BEGIN THE INPUT

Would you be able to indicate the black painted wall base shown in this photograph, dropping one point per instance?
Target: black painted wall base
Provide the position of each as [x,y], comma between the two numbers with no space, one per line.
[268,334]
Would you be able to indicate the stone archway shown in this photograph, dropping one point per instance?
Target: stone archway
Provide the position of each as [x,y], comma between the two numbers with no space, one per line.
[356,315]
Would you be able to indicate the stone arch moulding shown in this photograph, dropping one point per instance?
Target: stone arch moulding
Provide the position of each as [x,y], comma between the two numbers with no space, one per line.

END THE INPUT

§ SET PROBLEM
Reproduce every line of the data above verbatim, without changing anything.

§ FINISHED ANSWER
Would you be able to indicate the black painted wall base shown in this photograph, dropping one point per instance?
Target: black painted wall base
Provide the position of each as [x,y], comma between the two numbers with no space, one per line.
[268,334]
Would you be able to indicate the stone archway shown in this photograph, dropping one point per instance?
Target: stone archway
Provide the position of each as [x,y], comma between the two numbers with no space, one per line.
[356,315]
Would you be able to indicate the stone arch moulding shown in this photograph, dropping one point per instance?
Target: stone arch moulding
Provide the position of each as [x,y], comma between the two numbers with no space, one per line.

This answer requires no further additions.